- **TEXTO CITADO**
A Constituição Federal, através da
norma contida no caput do seu art. 142, prescreve que as Forças Armadas
são instituições nacionais com a função precípua de exercer a defesa da Pátria,
de garantir os Poderes Constituídos e, por iniciativa de qualquer destes, de
assegurar a lei e a ordem.
O
cumprimento de tal missão constitucional, contudo, sujeita-se
à disciplina estabelecida pela Lei Complementar nº
97, de 9 de junho de 1999, que dispõe sobre a organização, o preparo e o
emprego das Forças Armadas.
Em
específico no que é atinente ao desempenho dessas atividades no âmbito da
Justiça Eleitoral, tem-se matéria expressamente regida pelos arts. 23, inciso XIV, e 30, inciso XII, do Código
Eleitoral, nos quais fica registrado que às Forças Armadas, quando
requisitadas, compete a adoção de medidas capazes de obstar possíveis tensões e
conflitos que fujam ao controle da segurança pública local. O desígnio de sua
atuação, portanto, é o de garantir, com a manutenção da ordem e do respeito à lei,
a coleta dos votos, a apuração dos resultados e a proclamação dos candidatos
eleitos.
Assim
dispõem os citados dispositivos do Código Eleitoral:
Art.
23. Compete, ainda, privativamente, ao Tribunal Superior:
(...)
XIV
– requisitar força federal necessária ao cumprimento da lei, de suas próprias
decisões ou das decisões dos Tribunais Regionais que o solicitarem, e para
garantir a votação e a apuração;
Art.
30. Compete, ainda, privativamente, aos Tribunais Regionais:
(...)
XII
– requisitar a força necessária ao cumprimento de suas decisões e solicitar ao
Tribunal Superior a requisição de força federal;
Diante,
pois, de tal disciplina, pode-se desde logo concluir:
a)
que se reserva ao Tribunal Superior Eleitoral a
competência privativa para requisitar força federal;
b)
que a requisição será espontânea, isto é, por iniciativa do próprio Tribunal
Superior Eleitoral, quando se tratar de medida que entenda indispensável à
garantia do cumprimento das leis, de suas próprias decisões e da regularidade
dos processos de votação e de apuração;
c)
que a requisição será condicionada, quando ensejada por iniciativa motivada de
Tribunal Regional Eleitoral, para a garantia do cumprimento de suas decisões
ou, também, para a manutenção da observância das leis e da normalidade do
processo eleitoral.

- **EXERCÍCIOS PROPOSTOS**
1. No texto sobre as Forças Armadas na Justiça Eleitoral, qual lei complementar dispõe sobre a organização, o preparo e o emprego das Forças Armadas?
2. Dê continuidade ao texto sobre as Forças Armadas na Justiça Eleitoral a partir do ponto em que ele termina.
Os registros não são necessários para resolver nada aqui.

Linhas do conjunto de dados

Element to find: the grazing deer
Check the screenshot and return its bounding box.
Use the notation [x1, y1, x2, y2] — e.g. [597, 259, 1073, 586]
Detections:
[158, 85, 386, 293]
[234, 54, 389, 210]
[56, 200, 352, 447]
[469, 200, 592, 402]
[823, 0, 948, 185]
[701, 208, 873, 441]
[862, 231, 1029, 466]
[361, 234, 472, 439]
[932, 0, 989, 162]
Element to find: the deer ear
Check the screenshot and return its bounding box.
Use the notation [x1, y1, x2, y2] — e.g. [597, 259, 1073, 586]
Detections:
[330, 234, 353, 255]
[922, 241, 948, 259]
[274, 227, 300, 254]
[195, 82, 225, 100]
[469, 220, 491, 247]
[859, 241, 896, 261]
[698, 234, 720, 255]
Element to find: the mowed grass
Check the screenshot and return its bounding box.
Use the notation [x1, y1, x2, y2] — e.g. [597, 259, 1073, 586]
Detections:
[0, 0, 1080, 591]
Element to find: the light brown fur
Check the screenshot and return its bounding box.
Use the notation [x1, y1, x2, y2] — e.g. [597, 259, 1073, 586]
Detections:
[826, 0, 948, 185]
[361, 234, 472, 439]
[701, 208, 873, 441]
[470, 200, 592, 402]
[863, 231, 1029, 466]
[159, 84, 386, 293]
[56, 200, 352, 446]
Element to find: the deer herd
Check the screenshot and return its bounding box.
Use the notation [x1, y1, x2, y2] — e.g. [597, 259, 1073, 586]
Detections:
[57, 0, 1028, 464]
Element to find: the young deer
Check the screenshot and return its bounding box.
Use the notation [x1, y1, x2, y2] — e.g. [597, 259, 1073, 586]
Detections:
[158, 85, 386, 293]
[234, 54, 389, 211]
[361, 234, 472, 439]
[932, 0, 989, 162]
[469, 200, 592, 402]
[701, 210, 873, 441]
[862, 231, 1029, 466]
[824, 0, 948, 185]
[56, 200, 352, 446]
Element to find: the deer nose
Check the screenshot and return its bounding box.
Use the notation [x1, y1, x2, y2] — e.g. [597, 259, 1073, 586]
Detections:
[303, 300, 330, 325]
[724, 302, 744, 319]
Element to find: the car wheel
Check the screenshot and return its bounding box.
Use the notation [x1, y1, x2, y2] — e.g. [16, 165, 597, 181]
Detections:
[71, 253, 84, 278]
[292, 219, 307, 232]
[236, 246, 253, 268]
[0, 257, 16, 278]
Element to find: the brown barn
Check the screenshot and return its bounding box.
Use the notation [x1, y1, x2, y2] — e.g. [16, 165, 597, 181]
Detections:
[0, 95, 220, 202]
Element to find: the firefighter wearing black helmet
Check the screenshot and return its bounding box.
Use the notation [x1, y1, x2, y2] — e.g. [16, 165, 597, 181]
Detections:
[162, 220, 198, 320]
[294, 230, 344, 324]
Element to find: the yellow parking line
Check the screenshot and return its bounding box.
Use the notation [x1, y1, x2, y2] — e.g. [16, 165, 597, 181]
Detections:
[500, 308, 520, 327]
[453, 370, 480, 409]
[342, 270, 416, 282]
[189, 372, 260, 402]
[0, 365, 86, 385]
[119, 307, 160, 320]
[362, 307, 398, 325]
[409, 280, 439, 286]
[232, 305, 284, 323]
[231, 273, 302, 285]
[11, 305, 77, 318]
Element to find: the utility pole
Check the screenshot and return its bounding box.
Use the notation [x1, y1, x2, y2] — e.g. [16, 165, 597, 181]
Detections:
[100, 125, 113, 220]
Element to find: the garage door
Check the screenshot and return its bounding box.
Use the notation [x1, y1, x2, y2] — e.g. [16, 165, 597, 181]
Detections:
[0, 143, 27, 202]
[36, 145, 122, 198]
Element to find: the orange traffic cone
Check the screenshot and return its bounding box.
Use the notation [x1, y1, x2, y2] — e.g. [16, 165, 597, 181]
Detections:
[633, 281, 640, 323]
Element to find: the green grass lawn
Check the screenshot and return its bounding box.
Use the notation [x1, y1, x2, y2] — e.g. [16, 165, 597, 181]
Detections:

- **RESPOSTAS DOS EXERCÍCIOS**
1. A Lei Complementar nº 97, de 9 de junho de 1999.

2.
Dessa
forma, não há como falar em requisição de força federal por provocação direta
de partidos políticos, de coligações ou de candidatos. Nada obsta,
de outro modo, que atuem os Tribunais Regionais Eleitorais em razão de
provocações promovidas pelos Juízes Eleitorais, mesmo porque sendo a estes que
incumbe a condução localizada do processo eleitoral, são eles que melhor
possuem condições de avaliar as realidades pontuais que lhes caberá enfrentar.
Releva
destacar as instruções para a requisição de Força Federal postas na Resolução nº 21.843, de 22 de junho de 2004, expedida pelo Tribunal
Superior Eleitoral. De forma esclarecedora, este instrumento normativo não
apenas aponta os fins a que se destina tal utilização das tropas federais, como
também define as pré-condições fáticas concretamente justificadoras da medida.
Quando
houver garantia da manutenção da ordem pela polícia local, é evidente que não
se fará requisição de tropa federal. A intervenção das Forças Armadas, em
conseqüência, é medida de caráter manifestamente excepcional e de adoção
contida, devendo restringir-se às localidades em que efetivamente ocorrer
imperiosa necessidade.
Daí,
também, porque a proposição formulada pelos Tribunais Regionais Eleitorais, em
qualquer hipótese, deverá ser circunstanciadamente
fundamentada para cada localidade onde se pretenda a utilização das forças
federais, expondo-se, exemplificativamente, como motivos determinantes e
justificadores da iniciativa:
a)a demonstrada impossibilidade de manutenção da ordem e do
livre exercício da cidadania, com o estrito emprego das forças locais de
segurança pública;
b)o justo receio de possíveis interferências que prejudiquem
a livre manifestação da vontade do eleitor, em face de ilegítimas condutas de
aliciamento do voto;
c)a imprescindibilidade de providências preventivas e
inibidoras de atos ilegais ou mesmo de fatos que possam comprometer os
trabalhos eleitorais;
d)a existência de veementes indícios que apontem para a
probabilidade de conflitos entre facções políticas locais, em especial durante
o período de culminância do processo eleitoral.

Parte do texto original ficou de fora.